### DATA UNDER STUDY
========
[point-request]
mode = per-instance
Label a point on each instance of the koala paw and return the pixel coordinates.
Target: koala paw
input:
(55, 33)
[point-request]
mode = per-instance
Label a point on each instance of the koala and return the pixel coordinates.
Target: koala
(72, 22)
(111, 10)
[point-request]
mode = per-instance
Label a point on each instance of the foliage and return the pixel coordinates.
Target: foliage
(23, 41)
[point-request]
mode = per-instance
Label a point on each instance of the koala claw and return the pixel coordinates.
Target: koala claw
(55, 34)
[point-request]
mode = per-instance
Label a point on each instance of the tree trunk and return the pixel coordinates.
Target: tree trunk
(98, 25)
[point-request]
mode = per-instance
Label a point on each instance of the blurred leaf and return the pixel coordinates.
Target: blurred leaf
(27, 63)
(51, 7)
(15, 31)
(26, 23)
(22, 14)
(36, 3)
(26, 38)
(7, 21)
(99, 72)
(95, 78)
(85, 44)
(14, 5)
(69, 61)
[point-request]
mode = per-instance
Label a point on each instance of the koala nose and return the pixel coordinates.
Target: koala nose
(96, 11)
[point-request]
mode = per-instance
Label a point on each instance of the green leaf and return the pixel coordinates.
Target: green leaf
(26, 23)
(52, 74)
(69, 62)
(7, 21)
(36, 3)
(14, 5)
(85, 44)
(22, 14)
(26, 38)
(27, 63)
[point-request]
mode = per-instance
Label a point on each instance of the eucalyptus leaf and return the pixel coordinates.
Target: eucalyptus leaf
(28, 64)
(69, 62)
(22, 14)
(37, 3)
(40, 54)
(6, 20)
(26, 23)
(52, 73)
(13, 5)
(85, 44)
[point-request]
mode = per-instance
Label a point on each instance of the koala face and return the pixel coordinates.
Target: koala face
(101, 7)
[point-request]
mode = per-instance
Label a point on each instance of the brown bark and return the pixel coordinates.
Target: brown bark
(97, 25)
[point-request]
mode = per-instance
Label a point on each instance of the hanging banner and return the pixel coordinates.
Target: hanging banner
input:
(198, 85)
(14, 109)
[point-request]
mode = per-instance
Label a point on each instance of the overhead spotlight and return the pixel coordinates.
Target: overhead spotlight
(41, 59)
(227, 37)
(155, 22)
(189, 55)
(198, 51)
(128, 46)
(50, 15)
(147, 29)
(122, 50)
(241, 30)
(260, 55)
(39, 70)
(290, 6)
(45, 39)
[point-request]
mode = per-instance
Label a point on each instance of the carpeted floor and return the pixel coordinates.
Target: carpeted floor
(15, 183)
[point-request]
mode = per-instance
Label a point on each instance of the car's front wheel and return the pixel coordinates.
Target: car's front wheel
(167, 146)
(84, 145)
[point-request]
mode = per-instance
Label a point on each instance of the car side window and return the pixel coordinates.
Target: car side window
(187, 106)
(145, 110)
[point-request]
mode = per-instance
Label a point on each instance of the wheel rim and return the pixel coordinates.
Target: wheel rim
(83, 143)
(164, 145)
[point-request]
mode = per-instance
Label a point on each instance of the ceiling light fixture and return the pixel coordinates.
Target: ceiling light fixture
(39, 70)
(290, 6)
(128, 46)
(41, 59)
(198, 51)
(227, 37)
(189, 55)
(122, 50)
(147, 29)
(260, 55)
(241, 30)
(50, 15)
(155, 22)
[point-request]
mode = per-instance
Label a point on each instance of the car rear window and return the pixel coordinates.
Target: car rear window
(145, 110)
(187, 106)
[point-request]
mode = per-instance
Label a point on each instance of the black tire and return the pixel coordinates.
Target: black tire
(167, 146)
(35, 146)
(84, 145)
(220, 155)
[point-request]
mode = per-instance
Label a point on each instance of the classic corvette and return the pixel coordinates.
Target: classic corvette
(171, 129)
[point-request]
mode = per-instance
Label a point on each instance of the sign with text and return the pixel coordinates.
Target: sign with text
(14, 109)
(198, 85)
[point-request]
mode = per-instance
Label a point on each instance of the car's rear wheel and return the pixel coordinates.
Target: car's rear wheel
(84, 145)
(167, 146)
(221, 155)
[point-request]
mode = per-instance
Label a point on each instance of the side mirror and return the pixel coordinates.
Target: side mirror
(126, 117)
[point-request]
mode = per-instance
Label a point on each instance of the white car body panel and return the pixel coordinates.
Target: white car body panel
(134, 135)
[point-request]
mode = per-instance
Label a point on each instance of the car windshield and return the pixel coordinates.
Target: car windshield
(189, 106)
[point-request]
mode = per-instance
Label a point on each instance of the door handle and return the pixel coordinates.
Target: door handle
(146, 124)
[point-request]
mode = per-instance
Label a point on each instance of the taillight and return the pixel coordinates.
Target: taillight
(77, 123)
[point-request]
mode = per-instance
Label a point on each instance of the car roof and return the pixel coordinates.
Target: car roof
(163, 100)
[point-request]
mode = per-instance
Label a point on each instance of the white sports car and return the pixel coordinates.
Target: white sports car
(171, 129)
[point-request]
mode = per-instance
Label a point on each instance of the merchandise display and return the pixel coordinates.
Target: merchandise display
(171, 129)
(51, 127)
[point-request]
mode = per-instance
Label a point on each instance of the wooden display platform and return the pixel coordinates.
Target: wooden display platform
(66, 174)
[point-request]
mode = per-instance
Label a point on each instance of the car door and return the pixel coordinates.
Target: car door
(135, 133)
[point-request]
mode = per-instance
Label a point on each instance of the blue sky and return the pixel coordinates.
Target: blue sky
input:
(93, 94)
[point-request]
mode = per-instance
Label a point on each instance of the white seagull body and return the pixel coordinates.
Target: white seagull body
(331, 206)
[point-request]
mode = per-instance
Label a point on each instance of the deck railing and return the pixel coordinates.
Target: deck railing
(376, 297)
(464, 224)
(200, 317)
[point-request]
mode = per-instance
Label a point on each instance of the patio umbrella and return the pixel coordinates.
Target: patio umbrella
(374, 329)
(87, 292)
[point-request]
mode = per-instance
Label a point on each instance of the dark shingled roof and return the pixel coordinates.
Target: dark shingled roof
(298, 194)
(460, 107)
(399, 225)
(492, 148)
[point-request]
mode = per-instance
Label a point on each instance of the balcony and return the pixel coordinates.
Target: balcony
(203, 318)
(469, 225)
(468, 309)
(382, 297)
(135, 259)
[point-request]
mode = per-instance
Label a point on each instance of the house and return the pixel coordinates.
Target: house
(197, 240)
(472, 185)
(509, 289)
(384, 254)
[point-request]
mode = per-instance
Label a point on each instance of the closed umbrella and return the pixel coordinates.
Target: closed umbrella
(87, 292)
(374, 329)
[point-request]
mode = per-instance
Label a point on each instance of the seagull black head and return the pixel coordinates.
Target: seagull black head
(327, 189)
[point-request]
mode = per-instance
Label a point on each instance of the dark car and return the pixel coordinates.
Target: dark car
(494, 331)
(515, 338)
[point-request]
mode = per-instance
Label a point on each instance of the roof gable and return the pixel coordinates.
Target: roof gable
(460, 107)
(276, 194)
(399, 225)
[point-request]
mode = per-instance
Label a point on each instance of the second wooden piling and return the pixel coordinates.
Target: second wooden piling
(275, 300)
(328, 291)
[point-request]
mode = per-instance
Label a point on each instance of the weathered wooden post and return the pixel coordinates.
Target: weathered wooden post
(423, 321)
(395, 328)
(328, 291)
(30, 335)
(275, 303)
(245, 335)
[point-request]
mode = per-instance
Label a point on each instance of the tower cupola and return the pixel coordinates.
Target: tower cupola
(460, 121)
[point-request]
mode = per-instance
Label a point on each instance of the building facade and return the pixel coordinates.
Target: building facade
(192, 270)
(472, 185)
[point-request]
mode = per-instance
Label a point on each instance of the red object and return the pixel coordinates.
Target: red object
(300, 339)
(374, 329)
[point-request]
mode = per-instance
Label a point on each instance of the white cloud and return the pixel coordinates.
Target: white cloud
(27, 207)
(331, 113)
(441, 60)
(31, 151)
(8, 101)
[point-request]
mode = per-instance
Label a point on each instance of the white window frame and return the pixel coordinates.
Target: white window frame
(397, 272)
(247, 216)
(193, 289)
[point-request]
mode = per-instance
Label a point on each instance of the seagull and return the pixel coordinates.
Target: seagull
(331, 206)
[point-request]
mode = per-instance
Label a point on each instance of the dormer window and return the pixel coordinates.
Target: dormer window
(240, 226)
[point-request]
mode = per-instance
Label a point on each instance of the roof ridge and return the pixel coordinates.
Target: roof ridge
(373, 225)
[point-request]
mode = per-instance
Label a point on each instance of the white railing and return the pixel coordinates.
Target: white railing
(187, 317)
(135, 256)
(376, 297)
========
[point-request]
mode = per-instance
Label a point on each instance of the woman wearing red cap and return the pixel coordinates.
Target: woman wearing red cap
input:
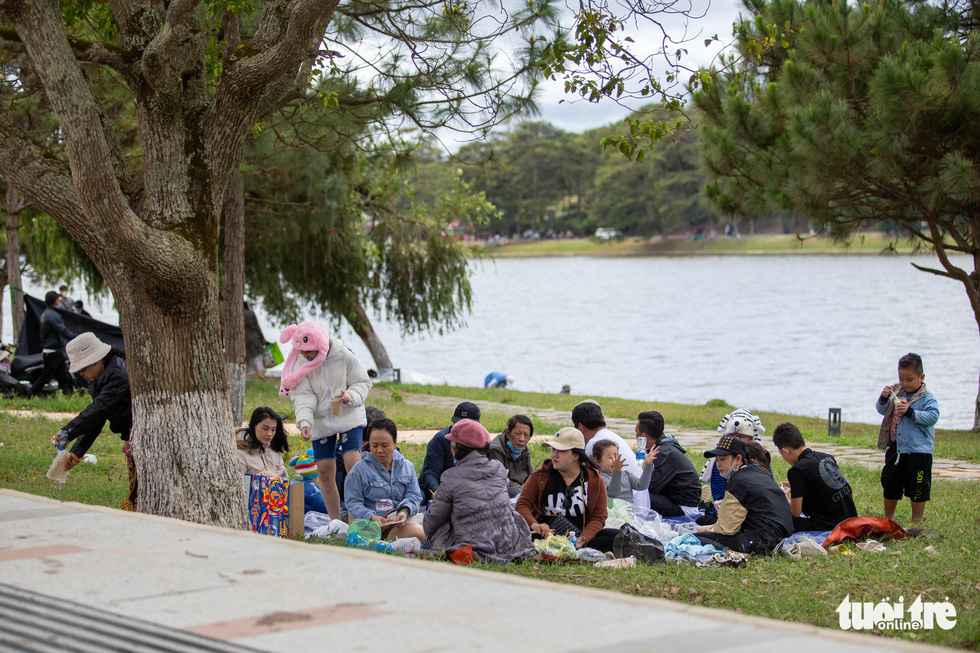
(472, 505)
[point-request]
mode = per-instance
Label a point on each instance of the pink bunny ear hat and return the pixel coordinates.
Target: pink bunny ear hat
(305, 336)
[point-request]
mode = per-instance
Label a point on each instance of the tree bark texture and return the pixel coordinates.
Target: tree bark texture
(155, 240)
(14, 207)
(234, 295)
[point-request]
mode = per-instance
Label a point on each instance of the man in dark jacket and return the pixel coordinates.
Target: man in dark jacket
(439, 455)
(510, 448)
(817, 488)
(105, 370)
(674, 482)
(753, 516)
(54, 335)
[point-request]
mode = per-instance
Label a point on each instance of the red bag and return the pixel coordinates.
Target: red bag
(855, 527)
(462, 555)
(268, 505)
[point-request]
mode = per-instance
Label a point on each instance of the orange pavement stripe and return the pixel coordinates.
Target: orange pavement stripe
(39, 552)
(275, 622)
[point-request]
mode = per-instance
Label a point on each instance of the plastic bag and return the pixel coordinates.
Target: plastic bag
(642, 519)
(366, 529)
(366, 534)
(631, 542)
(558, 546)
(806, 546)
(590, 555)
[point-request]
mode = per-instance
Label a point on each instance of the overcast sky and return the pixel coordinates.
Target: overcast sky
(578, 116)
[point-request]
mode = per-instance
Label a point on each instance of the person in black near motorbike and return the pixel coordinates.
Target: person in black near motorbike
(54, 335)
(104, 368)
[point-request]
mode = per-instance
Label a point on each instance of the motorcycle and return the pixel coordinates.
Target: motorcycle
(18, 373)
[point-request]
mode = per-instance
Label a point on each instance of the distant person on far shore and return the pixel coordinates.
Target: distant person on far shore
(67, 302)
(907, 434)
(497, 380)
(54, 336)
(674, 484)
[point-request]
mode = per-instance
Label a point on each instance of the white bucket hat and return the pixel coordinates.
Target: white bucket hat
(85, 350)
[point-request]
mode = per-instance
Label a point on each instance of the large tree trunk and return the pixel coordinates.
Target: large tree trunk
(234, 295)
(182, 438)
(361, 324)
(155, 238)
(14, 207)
========
### INSTRUCTIONS TO FOLLOW
The lines sought are those in the data above that include the string "banner"; copy each one.

### RESPONSE
Label a point on each instance of the hanging banner and return the pixel coordinates.
Target: hanging banner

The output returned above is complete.